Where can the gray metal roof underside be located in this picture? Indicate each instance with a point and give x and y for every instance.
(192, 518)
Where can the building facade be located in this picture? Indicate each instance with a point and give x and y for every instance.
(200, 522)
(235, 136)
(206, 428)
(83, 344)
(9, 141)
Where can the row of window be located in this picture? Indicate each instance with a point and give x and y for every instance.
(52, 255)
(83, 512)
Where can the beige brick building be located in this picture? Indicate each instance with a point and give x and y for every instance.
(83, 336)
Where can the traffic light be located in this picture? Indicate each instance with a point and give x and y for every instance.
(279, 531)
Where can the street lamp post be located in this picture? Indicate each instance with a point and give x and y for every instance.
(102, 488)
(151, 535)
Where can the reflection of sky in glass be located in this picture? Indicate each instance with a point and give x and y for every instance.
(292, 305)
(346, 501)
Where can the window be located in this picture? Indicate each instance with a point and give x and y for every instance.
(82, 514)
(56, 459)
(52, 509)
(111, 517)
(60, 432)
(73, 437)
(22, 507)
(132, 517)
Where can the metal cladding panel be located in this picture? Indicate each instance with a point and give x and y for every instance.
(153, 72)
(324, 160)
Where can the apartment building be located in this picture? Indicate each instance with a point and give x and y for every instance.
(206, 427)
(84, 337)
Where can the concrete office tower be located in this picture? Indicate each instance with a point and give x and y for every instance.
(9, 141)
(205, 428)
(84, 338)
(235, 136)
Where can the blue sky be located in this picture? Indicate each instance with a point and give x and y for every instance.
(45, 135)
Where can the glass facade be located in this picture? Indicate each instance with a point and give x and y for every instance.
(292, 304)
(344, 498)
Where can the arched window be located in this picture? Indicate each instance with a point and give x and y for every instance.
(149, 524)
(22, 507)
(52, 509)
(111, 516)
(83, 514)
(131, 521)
━━━━━━━━━━━━━━━━━━━━━━━━━━━━━━
# THE PROBLEM
Copy out all the entries shown above, character for character.

# WRITTEN REPLY
Where can the gray metal roof underside be located in this picture? Indicate each instance with a point and give x and y for every instance.
(192, 518)
Where can the building facade be located in this picture? Indicate each instance with a point and give x and y for every instance.
(200, 522)
(235, 136)
(206, 428)
(83, 344)
(9, 141)
Where can the row of window be located in this picture? Indicate each instance with a point and give x and y for every instance.
(52, 255)
(83, 512)
Where can the beige brick building be located in this picture? Indicate each instance with a point and give x and y for every instance.
(83, 336)
Where can the traffic light be located in this picture? Indicate each instance with a point and give x and y for every instance.
(279, 531)
Where can the street lamp post be located in this picture? Indicate each instance with a point and give x and y for every instance.
(102, 488)
(151, 535)
Where can the reflection of sky in glass be located in this picture? Indicate each instance with a point and give x and y for every instance.
(292, 305)
(346, 501)
Where can the window be located in this picture? Indicate each instance with a point and give x and y for every instance.
(82, 514)
(56, 459)
(52, 509)
(111, 517)
(60, 432)
(73, 437)
(22, 507)
(132, 517)
Where can the metal cladding panel be located in this picture? Indicate each instance with a point and give x and y for every instance.
(153, 72)
(324, 160)
Where can the apartment building be located in this picture? Indicate each instance with a point and give x and y for every instance.
(206, 427)
(84, 337)
Where can the concrete office tower be located in this picture? Indicate each instance with a point and give x and y for every instance.
(9, 141)
(205, 428)
(84, 338)
(235, 136)
Where can the blue sky be located in this picture? Indicate each instance with a point and give x and y for every instance.
(45, 135)
Where can the glass facade be located in this picture? Indicate each instance with a point and give x and y for every instance.
(292, 304)
(344, 498)
Where can the arched window be located in this picture? Indicate each instance with a point and give x and y for every instance.
(149, 524)
(22, 507)
(52, 509)
(111, 516)
(83, 514)
(131, 521)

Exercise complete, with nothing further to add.